Saved data entries
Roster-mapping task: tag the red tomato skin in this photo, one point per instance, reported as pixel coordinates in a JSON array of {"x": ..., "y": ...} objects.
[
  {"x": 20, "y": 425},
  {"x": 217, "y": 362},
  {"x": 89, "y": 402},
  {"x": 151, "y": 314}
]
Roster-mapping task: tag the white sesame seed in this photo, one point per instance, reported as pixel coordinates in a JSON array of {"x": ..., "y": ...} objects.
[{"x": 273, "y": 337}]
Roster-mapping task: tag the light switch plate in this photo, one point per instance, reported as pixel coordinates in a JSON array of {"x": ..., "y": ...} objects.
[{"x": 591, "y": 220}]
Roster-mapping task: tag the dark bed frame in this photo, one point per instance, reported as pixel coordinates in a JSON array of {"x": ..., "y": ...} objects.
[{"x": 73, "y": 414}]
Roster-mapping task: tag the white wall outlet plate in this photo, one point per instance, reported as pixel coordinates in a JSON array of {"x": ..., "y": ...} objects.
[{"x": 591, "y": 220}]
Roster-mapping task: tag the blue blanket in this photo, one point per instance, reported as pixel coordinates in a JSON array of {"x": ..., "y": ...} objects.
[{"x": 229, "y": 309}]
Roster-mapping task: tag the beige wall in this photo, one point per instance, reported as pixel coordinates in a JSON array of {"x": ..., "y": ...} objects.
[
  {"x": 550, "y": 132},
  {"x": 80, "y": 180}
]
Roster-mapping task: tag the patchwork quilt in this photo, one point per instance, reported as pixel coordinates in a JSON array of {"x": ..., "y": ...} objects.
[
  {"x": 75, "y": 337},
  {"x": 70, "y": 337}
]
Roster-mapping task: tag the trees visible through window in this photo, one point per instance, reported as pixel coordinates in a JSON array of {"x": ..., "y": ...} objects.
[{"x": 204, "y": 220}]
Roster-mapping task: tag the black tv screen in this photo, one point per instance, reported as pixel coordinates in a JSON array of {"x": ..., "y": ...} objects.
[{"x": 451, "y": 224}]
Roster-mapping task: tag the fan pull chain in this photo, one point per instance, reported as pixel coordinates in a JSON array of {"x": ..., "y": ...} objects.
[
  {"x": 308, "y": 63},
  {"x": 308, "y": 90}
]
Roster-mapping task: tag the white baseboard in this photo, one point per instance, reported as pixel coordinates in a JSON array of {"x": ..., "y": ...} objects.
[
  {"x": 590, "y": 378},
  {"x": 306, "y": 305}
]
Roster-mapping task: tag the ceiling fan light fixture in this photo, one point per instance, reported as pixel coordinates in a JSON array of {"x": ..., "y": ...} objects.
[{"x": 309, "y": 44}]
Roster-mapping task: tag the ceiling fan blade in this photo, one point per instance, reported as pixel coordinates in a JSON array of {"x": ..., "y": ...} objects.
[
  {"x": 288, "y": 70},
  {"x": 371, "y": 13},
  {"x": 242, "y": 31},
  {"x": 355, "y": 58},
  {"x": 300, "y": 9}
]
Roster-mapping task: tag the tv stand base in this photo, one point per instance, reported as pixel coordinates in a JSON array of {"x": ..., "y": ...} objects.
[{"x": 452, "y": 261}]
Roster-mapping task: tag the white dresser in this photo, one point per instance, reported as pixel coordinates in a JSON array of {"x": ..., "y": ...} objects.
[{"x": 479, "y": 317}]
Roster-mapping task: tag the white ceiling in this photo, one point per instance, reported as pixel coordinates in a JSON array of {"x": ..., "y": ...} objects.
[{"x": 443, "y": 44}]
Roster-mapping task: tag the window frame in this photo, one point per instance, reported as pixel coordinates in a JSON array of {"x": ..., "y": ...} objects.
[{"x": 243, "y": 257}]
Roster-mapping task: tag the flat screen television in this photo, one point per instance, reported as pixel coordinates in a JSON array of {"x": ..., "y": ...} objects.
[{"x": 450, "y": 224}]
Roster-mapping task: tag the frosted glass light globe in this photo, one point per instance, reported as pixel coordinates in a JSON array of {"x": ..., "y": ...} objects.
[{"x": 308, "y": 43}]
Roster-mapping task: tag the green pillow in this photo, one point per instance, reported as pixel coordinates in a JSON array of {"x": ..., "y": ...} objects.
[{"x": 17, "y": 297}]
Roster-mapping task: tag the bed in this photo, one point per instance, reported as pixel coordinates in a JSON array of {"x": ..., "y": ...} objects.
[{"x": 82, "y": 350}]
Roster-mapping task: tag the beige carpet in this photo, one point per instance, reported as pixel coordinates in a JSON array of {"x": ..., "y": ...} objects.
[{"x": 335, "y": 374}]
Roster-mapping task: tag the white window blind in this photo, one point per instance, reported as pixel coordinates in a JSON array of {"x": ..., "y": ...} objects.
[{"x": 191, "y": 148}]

## What needs to be done
Include both ends. Return the line holding "Roster-mapping task: tag the frosted" and all lines after it in the records above, exactly as written.

## Exercise result
Roster-mapping task: tag the frosted glass light globe in this photo, one point per instance, reported as pixel coordinates in a JSON array of {"x": ..., "y": ...} objects.
[{"x": 308, "y": 43}]
Roster-mapping task: tag the green pillow in this photo, one point per instance, reported as pixel coordinates in a JSON array of {"x": ..., "y": ...} objects.
[{"x": 17, "y": 297}]
Roster-mapping task: tag the bed in this photo, one point per instance, reported as pixel coordinates in a JSON array of {"x": ..., "y": ...} objects.
[{"x": 82, "y": 350}]
Roster-mapping task: tag the beige carpet in this photo, one point per instance, reported as pixel coordinates in a JSON array of {"x": ..., "y": ...} objects.
[{"x": 335, "y": 374}]
Roster-mapping task: tag the white window blind in this photo, one point per instance, reported as pixel coordinates in a JSON array of {"x": ..., "y": ...} objects.
[{"x": 191, "y": 148}]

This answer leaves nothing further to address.